> Task statement: Repeat each line of the listing below without changing a word, but leave the pictures out of your answer.

> Exercise input:
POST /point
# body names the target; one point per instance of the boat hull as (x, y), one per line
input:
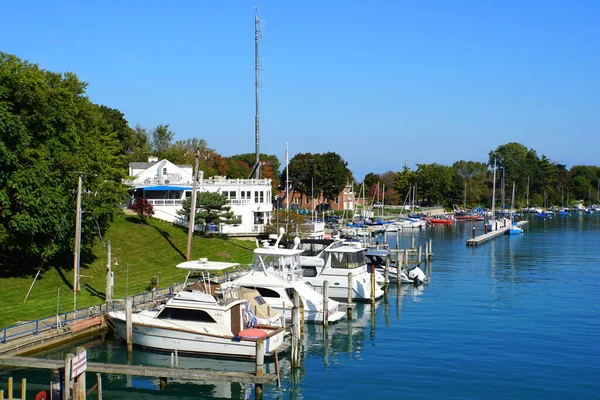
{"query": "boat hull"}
(185, 341)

> Task response:
POST /point
# body names the target; one point per instance of the boat hull as (x, y), one per line
input:
{"query": "boat hull"}
(185, 341)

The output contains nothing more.